Aim of the exercise » Give again the lines from the line with "Can you see the rear hatch" to the last line of the records, exactly and in full. Do not carry over any pictures.
%%
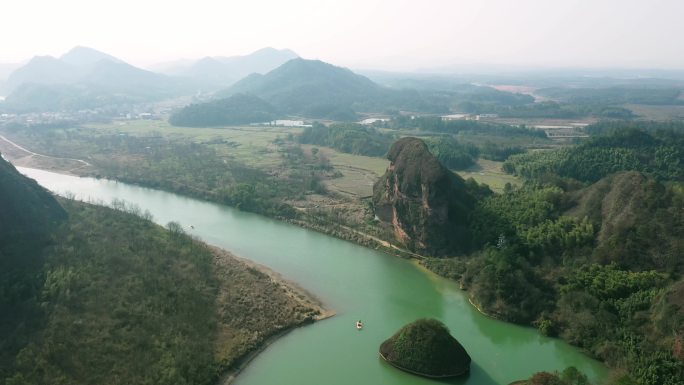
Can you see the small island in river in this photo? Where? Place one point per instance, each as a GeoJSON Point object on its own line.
{"type": "Point", "coordinates": [426, 348]}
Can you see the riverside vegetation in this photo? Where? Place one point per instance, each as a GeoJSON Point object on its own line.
{"type": "Point", "coordinates": [105, 296]}
{"type": "Point", "coordinates": [590, 249]}
{"type": "Point", "coordinates": [594, 260]}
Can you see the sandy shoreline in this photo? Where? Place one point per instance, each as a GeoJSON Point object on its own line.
{"type": "Point", "coordinates": [293, 290]}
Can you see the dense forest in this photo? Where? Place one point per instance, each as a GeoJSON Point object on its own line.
{"type": "Point", "coordinates": [656, 151]}
{"type": "Point", "coordinates": [589, 249]}
{"type": "Point", "coordinates": [112, 298]}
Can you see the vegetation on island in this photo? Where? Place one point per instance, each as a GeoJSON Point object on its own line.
{"type": "Point", "coordinates": [569, 376]}
{"type": "Point", "coordinates": [589, 249]}
{"type": "Point", "coordinates": [426, 347]}
{"type": "Point", "coordinates": [114, 299]}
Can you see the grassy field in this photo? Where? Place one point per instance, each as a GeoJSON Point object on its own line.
{"type": "Point", "coordinates": [250, 145]}
{"type": "Point", "coordinates": [491, 174]}
{"type": "Point", "coordinates": [358, 172]}
{"type": "Point", "coordinates": [254, 146]}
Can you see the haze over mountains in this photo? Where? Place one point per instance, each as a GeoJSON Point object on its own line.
{"type": "Point", "coordinates": [87, 66]}
{"type": "Point", "coordinates": [225, 70]}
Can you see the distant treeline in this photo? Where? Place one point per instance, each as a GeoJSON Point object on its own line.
{"type": "Point", "coordinates": [358, 139]}
{"type": "Point", "coordinates": [652, 148]}
{"type": "Point", "coordinates": [348, 137]}
{"type": "Point", "coordinates": [614, 95]}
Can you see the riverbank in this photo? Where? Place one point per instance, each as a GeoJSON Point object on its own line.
{"type": "Point", "coordinates": [361, 284]}
{"type": "Point", "coordinates": [291, 289]}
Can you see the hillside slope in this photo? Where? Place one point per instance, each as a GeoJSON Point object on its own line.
{"type": "Point", "coordinates": [117, 299]}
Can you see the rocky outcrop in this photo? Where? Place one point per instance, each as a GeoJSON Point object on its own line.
{"type": "Point", "coordinates": [427, 206]}
{"type": "Point", "coordinates": [426, 348]}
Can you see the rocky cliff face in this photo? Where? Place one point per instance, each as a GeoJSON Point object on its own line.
{"type": "Point", "coordinates": [426, 205]}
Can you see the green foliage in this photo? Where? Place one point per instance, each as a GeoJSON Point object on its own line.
{"type": "Point", "coordinates": [656, 153]}
{"type": "Point", "coordinates": [348, 137]}
{"type": "Point", "coordinates": [451, 153]}
{"type": "Point", "coordinates": [28, 216]}
{"type": "Point", "coordinates": [569, 376]}
{"type": "Point", "coordinates": [237, 109]}
{"type": "Point", "coordinates": [124, 301]}
{"type": "Point", "coordinates": [437, 124]}
{"type": "Point", "coordinates": [426, 347]}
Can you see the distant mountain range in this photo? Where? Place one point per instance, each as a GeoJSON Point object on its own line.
{"type": "Point", "coordinates": [307, 88]}
{"type": "Point", "coordinates": [82, 65]}
{"type": "Point", "coordinates": [221, 71]}
{"type": "Point", "coordinates": [85, 78]}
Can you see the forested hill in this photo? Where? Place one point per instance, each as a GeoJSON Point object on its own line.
{"type": "Point", "coordinates": [26, 209]}
{"type": "Point", "coordinates": [316, 89]}
{"type": "Point", "coordinates": [590, 249]}
{"type": "Point", "coordinates": [112, 298]}
{"type": "Point", "coordinates": [28, 216]}
{"type": "Point", "coordinates": [656, 149]}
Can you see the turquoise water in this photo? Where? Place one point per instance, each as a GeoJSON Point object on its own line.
{"type": "Point", "coordinates": [358, 283]}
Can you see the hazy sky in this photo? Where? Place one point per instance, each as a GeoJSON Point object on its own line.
{"type": "Point", "coordinates": [390, 34]}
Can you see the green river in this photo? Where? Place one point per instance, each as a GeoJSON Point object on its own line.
{"type": "Point", "coordinates": [385, 292]}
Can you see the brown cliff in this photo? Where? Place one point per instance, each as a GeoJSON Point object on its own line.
{"type": "Point", "coordinates": [427, 206]}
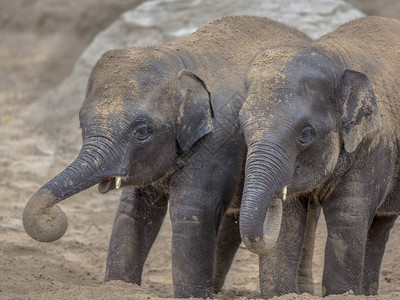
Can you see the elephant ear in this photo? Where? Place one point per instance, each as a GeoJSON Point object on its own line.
{"type": "Point", "coordinates": [360, 111]}
{"type": "Point", "coordinates": [195, 110]}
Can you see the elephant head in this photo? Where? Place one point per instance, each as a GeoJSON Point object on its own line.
{"type": "Point", "coordinates": [302, 110]}
{"type": "Point", "coordinates": [140, 110]}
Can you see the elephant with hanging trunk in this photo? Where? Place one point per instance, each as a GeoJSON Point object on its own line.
{"type": "Point", "coordinates": [162, 123]}
{"type": "Point", "coordinates": [323, 123]}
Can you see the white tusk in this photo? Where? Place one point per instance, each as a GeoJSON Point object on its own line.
{"type": "Point", "coordinates": [117, 182]}
{"type": "Point", "coordinates": [284, 193]}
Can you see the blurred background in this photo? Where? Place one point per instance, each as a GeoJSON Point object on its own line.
{"type": "Point", "coordinates": [47, 49]}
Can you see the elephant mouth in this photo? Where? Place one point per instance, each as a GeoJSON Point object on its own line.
{"type": "Point", "coordinates": [111, 183]}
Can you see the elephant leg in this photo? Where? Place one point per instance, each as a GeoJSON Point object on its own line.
{"type": "Point", "coordinates": [199, 195]}
{"type": "Point", "coordinates": [228, 241]}
{"type": "Point", "coordinates": [347, 220]}
{"type": "Point", "coordinates": [305, 282]}
{"type": "Point", "coordinates": [378, 235]}
{"type": "Point", "coordinates": [278, 268]}
{"type": "Point", "coordinates": [137, 223]}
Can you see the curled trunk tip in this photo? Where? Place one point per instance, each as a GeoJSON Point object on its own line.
{"type": "Point", "coordinates": [270, 231]}
{"type": "Point", "coordinates": [43, 220]}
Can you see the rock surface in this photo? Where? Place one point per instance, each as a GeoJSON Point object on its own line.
{"type": "Point", "coordinates": [39, 138]}
{"type": "Point", "coordinates": [158, 21]}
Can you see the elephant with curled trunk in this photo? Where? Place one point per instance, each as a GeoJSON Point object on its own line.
{"type": "Point", "coordinates": [163, 123]}
{"type": "Point", "coordinates": [323, 123]}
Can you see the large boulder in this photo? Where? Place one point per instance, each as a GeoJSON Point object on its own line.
{"type": "Point", "coordinates": [159, 21]}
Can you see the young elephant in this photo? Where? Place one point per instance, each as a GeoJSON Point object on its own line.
{"type": "Point", "coordinates": [325, 122]}
{"type": "Point", "coordinates": [165, 120]}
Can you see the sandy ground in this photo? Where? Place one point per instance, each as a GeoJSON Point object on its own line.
{"type": "Point", "coordinates": [40, 41]}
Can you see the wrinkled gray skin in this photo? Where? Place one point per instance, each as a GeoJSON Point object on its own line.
{"type": "Point", "coordinates": [326, 123]}
{"type": "Point", "coordinates": [166, 120]}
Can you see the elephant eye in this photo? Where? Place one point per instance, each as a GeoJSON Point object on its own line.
{"type": "Point", "coordinates": [142, 131]}
{"type": "Point", "coordinates": [306, 136]}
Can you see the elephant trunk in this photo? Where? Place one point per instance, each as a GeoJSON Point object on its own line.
{"type": "Point", "coordinates": [43, 220]}
{"type": "Point", "coordinates": [268, 170]}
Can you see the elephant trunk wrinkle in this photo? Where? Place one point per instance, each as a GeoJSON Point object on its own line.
{"type": "Point", "coordinates": [267, 174]}
{"type": "Point", "coordinates": [43, 220]}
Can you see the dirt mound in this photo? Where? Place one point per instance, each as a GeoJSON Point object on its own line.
{"type": "Point", "coordinates": [41, 40]}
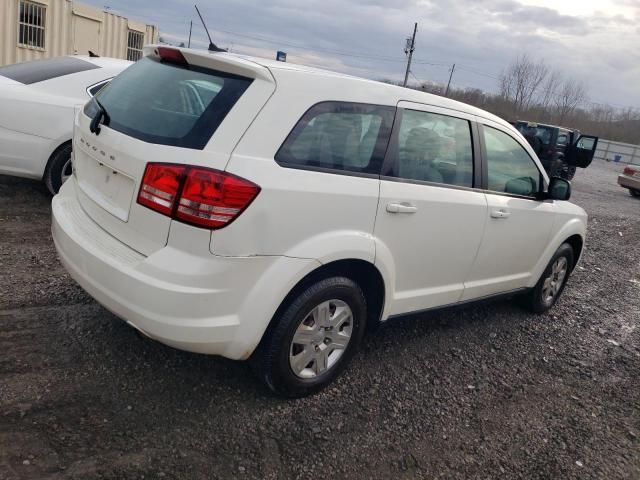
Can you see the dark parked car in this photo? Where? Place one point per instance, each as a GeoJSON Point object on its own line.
{"type": "Point", "coordinates": [630, 179]}
{"type": "Point", "coordinates": [561, 150]}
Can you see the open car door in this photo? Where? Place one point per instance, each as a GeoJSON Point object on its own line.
{"type": "Point", "coordinates": [581, 153]}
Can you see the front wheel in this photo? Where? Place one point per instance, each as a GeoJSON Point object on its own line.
{"type": "Point", "coordinates": [314, 338]}
{"type": "Point", "coordinates": [552, 282]}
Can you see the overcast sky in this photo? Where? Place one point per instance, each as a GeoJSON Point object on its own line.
{"type": "Point", "coordinates": [596, 41]}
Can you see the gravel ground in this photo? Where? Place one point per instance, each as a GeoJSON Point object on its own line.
{"type": "Point", "coordinates": [482, 392]}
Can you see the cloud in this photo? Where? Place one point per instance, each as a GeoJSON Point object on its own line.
{"type": "Point", "coordinates": [366, 37]}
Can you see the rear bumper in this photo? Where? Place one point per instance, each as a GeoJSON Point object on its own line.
{"type": "Point", "coordinates": [199, 303]}
{"type": "Point", "coordinates": [629, 182]}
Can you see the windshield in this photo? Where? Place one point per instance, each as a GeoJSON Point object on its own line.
{"type": "Point", "coordinates": [168, 104]}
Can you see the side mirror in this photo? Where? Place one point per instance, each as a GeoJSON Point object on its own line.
{"type": "Point", "coordinates": [525, 186]}
{"type": "Point", "coordinates": [559, 189]}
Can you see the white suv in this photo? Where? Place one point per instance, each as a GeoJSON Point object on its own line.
{"type": "Point", "coordinates": [247, 208]}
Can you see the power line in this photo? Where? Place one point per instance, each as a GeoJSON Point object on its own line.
{"type": "Point", "coordinates": [381, 58]}
{"type": "Point", "coordinates": [411, 46]}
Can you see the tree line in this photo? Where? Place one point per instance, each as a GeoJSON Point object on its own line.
{"type": "Point", "coordinates": [529, 89]}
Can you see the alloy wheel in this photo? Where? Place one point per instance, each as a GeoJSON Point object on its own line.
{"type": "Point", "coordinates": [321, 339]}
{"type": "Point", "coordinates": [553, 283]}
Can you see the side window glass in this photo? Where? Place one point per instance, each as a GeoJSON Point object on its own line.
{"type": "Point", "coordinates": [510, 169]}
{"type": "Point", "coordinates": [563, 139]}
{"type": "Point", "coordinates": [339, 136]}
{"type": "Point", "coordinates": [434, 148]}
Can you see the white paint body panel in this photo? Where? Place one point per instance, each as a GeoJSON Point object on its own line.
{"type": "Point", "coordinates": [216, 292]}
{"type": "Point", "coordinates": [36, 119]}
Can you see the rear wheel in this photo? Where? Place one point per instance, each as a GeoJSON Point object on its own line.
{"type": "Point", "coordinates": [58, 168]}
{"type": "Point", "coordinates": [314, 338]}
{"type": "Point", "coordinates": [552, 282]}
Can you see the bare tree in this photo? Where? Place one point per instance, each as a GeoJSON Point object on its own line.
{"type": "Point", "coordinates": [570, 95]}
{"type": "Point", "coordinates": [549, 89]}
{"type": "Point", "coordinates": [520, 81]}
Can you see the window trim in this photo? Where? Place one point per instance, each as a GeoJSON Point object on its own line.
{"type": "Point", "coordinates": [102, 82]}
{"type": "Point", "coordinates": [485, 166]}
{"type": "Point", "coordinates": [392, 156]}
{"type": "Point", "coordinates": [381, 142]}
{"type": "Point", "coordinates": [43, 27]}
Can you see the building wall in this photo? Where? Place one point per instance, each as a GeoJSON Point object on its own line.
{"type": "Point", "coordinates": [70, 28]}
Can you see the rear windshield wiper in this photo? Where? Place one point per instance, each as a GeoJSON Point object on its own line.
{"type": "Point", "coordinates": [100, 116]}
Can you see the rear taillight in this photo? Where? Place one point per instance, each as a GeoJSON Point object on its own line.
{"type": "Point", "coordinates": [199, 196]}
{"type": "Point", "coordinates": [160, 186]}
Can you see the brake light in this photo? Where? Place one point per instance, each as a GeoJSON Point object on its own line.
{"type": "Point", "coordinates": [199, 196]}
{"type": "Point", "coordinates": [160, 186]}
{"type": "Point", "coordinates": [171, 55]}
{"type": "Point", "coordinates": [213, 199]}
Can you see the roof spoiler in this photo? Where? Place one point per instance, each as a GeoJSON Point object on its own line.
{"type": "Point", "coordinates": [221, 61]}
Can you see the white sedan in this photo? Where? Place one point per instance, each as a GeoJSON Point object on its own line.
{"type": "Point", "coordinates": [37, 104]}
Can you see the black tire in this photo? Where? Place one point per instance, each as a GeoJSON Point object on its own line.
{"type": "Point", "coordinates": [271, 361]}
{"type": "Point", "coordinates": [57, 167]}
{"type": "Point", "coordinates": [536, 300]}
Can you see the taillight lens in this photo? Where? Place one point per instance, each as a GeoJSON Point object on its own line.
{"type": "Point", "coordinates": [213, 199]}
{"type": "Point", "coordinates": [160, 186]}
{"type": "Point", "coordinates": [199, 196]}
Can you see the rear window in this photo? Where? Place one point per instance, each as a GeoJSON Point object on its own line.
{"type": "Point", "coordinates": [339, 136]}
{"type": "Point", "coordinates": [41, 70]}
{"type": "Point", "coordinates": [169, 104]}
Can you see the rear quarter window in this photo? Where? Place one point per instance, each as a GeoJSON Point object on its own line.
{"type": "Point", "coordinates": [42, 70]}
{"type": "Point", "coordinates": [168, 104]}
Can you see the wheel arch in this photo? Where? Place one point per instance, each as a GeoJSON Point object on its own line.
{"type": "Point", "coordinates": [60, 145]}
{"type": "Point", "coordinates": [577, 243]}
{"type": "Point", "coordinates": [364, 273]}
{"type": "Point", "coordinates": [572, 233]}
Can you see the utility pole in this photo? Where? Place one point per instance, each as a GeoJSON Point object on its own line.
{"type": "Point", "coordinates": [450, 77]}
{"type": "Point", "coordinates": [411, 46]}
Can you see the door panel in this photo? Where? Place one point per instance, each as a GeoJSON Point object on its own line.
{"type": "Point", "coordinates": [515, 237]}
{"type": "Point", "coordinates": [518, 225]}
{"type": "Point", "coordinates": [433, 234]}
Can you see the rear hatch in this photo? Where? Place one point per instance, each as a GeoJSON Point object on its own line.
{"type": "Point", "coordinates": [176, 106]}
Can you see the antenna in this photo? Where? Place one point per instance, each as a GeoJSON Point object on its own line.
{"type": "Point", "coordinates": [212, 46]}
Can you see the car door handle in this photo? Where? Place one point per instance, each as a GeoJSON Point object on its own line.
{"type": "Point", "coordinates": [500, 213]}
{"type": "Point", "coordinates": [401, 208]}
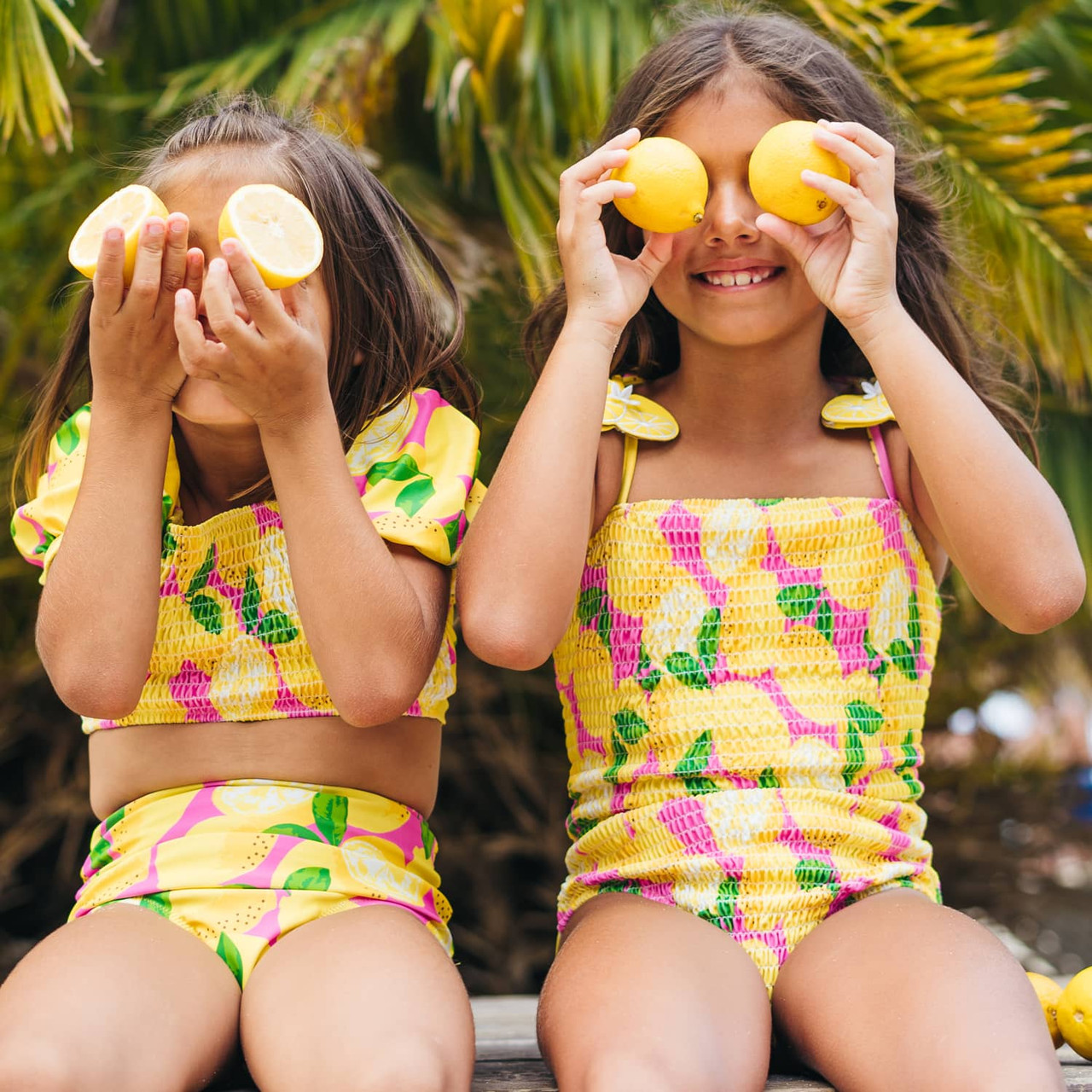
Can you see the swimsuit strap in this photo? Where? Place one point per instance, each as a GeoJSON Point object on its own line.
%%
Result »
Can you see the rear hatch in this photo? Where? Place one point per instance, each as a GeoJSON Point object on its own line.
{"type": "Point", "coordinates": [176, 106]}
Can you see the antenna in this photo? Where? Place one point per instance, each as a GeoJSON Point object on its own line.
{"type": "Point", "coordinates": [212, 46]}
Can you see the car door handle in this photo? Where? Place one point per instance, each as a GeoJSON Point object on its own line.
{"type": "Point", "coordinates": [500, 213]}
{"type": "Point", "coordinates": [401, 208]}
Can you see the swimsuit strap in this photo? Where? Place one point per instance, each as a GeoJSON Point object on its own line.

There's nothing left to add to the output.